** start Source extract **

Solaris 11 x86_64 crash (was: Please Test Crypto++ 5.6.4 Release Candidate)

31 views
Skip to first unread message

Jeffrey Walton

unread,
Sep 12, 2016, 5:32:59 AM9/12/16
to Andrew Marlow, Crypto++ Users
On Mon, Sep 12, 2016 at 5:02 AM, Andrew Marlow <marlow...@gmail.com> wrote:
> Many thanks for releasing version 564. I see there are lots of improvements
> :-)
>

Yeah, the Solaris folks got a lot of improvements. You guys deserve it
for enduring SunCC.

SunCC is a good compiler when its not fighting back or not crashing.
In the Crypto++ context I find it produces code slightly less than
GCC/ICPC, but better than Clang and MSC.

> I had a go testing it on Solaris 11 with Sun Studio 12.4 in 64 bit and have
> to report a few problems:
>
> 1) There could be more info in the Readme.txt to explain how to build it on
> solaris.

OK,for this, I think we need a wiki page. Wiki pages get indexed by
search engines, so users will find the information easier.

Wiki pages are on my TODO list. I need a 32-hour day....

> 2) I had to hack the makefile to remove use of the -pipe option, near where
> it says: Add -pipe for everything except ARM (allow ARM-64 because they
> seems to have > 1 GB of memory)

OK, so this is going to be tough but doable with tradeoffs. The
complete remediation would be to get VM stats in the makefile, but
that's not going to happen.

When I experienced the problem, I was surprised to learn a
dev-workstation with 8GB of AM and 100+ GB of storage did not have
enough virtual memory to compile a program. I added more virtual
memory to solve the problem; see "Verify there's enough memory and
storage to compile a file?", http://superuser.com/q/1098800 .

The tradeoff is to disable -pipe for Solaris. It may fix the problem
but it will surely slow down compiles. My question to you is: what is
it you want us to do? Do you want us to disable -pipe for Solaris?

** end Source extract **

§ **To-do list**:
- A) In the Solaris build thread, which Sun Studio version was used for testing on Solaris 11?
- B) Extend the Solaris build thread past its final sentence, keeping the reply's voice.
The data that comes after this text has no role in the exercise.

** start Data rows **

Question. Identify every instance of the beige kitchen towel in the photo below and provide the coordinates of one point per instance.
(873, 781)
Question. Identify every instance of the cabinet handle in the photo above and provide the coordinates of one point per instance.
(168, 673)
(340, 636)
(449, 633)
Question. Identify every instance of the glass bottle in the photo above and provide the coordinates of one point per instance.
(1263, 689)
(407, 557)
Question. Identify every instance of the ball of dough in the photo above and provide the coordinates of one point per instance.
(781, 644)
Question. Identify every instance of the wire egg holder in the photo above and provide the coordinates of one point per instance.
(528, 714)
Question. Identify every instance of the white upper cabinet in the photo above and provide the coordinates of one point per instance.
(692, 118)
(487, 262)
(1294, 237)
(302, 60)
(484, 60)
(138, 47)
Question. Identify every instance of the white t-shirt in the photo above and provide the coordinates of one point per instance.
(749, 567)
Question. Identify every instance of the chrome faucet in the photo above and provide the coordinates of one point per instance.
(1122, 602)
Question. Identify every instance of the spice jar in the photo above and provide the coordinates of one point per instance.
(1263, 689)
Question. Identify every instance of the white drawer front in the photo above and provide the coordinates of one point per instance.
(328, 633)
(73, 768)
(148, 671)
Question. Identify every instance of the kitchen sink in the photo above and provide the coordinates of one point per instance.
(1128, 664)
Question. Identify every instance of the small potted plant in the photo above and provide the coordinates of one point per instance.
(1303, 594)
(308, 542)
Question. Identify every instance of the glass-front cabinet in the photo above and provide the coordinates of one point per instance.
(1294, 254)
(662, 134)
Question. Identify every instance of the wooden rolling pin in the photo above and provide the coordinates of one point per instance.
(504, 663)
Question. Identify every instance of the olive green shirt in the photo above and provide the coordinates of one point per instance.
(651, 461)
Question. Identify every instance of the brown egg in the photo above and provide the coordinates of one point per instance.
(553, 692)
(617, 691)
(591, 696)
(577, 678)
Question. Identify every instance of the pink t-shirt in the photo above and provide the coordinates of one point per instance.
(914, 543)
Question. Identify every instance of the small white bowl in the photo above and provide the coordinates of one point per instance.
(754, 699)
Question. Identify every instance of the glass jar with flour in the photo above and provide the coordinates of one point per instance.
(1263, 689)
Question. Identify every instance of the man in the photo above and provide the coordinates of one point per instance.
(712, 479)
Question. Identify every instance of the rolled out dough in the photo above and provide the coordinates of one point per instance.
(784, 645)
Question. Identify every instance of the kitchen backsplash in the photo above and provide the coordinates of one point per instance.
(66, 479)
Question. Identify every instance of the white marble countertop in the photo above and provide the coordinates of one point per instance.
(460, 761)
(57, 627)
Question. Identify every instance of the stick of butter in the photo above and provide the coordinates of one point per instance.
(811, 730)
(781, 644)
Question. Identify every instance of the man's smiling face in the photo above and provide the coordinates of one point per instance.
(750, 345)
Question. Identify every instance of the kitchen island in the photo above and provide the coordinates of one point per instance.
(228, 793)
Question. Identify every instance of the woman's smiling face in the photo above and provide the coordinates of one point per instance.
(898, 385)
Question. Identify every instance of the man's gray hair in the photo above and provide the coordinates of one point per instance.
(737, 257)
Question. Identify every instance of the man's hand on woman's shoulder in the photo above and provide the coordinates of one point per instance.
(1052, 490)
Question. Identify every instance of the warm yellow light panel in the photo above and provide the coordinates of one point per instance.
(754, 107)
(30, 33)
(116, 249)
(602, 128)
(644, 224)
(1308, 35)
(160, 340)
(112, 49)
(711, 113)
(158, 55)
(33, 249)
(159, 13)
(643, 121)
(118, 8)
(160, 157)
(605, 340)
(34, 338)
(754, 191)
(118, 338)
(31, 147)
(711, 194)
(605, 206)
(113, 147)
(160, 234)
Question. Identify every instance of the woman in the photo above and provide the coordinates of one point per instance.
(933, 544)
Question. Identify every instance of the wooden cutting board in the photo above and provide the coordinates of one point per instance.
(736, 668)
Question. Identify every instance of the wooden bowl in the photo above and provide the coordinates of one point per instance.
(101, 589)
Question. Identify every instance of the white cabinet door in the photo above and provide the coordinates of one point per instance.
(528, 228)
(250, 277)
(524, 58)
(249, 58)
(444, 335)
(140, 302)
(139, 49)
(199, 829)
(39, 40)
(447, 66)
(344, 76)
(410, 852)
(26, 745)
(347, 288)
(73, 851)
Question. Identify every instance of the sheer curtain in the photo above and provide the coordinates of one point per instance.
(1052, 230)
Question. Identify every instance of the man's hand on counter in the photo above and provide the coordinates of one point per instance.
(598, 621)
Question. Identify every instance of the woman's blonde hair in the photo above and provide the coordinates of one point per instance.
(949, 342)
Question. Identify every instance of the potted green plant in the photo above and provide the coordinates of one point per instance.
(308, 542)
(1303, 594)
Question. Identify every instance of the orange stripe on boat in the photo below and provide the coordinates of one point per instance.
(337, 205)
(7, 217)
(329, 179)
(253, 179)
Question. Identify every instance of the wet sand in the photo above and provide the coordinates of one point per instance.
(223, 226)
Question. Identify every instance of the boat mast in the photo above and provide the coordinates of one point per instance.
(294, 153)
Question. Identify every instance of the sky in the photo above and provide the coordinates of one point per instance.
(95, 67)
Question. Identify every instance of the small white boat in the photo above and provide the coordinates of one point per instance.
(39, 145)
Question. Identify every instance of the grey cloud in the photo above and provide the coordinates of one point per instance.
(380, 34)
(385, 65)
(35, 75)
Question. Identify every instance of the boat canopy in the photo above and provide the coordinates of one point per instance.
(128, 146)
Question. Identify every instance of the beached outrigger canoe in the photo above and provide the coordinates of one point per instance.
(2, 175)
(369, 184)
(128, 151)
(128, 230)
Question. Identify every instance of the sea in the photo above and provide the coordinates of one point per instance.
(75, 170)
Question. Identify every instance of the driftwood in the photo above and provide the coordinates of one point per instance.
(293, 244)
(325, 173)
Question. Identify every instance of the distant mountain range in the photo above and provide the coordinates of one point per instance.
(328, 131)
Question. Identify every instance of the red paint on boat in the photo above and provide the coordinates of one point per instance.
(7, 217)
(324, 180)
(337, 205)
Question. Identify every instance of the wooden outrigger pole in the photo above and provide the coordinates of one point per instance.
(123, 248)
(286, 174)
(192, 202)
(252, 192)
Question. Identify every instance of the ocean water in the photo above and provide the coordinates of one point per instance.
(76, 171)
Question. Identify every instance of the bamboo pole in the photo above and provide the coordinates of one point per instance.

** end Data rows **

§ **In response**:
- A) Sun Studio 12.4

- B)
Just SunCC? Maybe something else?

> 3) The test program core dumps when run with the v option.
> Testing MessageDigest algorithm SHA-384.
> ..signal BUS (invalid address alignment) in CryptoPP::SHA512::Transform at
> line 27 in file "sha.cpp"
> 27 #define blk0(i) (W[i] = data[i])
> (dbx) print data
> data = 0xffffffff7fffc1ec
> (dbx) print i
> dbx: "i" is not defined in the scope
> `cryptest.exe`sha.cpp`CryptoPP::SHA512::Transform(unsigned long long*,const
> unsigned long long*)`
> dbx: see `help scope' for details
> (dbx) where
> =>[1] CryptoPP::SHA512::Transform(state = 0x1010f1980, data =
> 0xffffffff7fffc1ec) (optimized), at 0x1006041a8 (line ~27) in "sha.cpp"
> [2] CryptoPP::IteratedHashWithStaticTransform<unsigned long
> long,CryptoPP::EnumToType<CryptoPP::ByteOrder,1>,128U,64U,CryptoPP::SHA384,48U,false>::HashEndianCorrectedBlock(this
> = 0x1010f18d0, data = 0xffffffff7fffc1ec) (optimized), at 0x1004b30b8 (line
> ~89) in "iterhash.h"
> [3] CryptoPP::IteratedHashBase<unsigned long
> long,CryptoPP::HashTransformation>::HashMultipleBlocks(this = 0x1010f18d0,
> input = 0xffffffff7fffc1ec, length = <value unavailable>) (optimized), at
> 0x1005cff6c (line ~91) in "iterhash.cpp"

OK, this is good stuff here. I can't duplicate in my modest test
environment, but its obvious 'data = 0xffffffff7fffc1ec' is only
aligned to 2-bytes, while you likely need 8-byte or 16-byte alignment
due to SSE2.

Here's the first - and only - thing you should do at the moment:

gmake distclean
cp config.recommend config.h

gmake -j 4 ...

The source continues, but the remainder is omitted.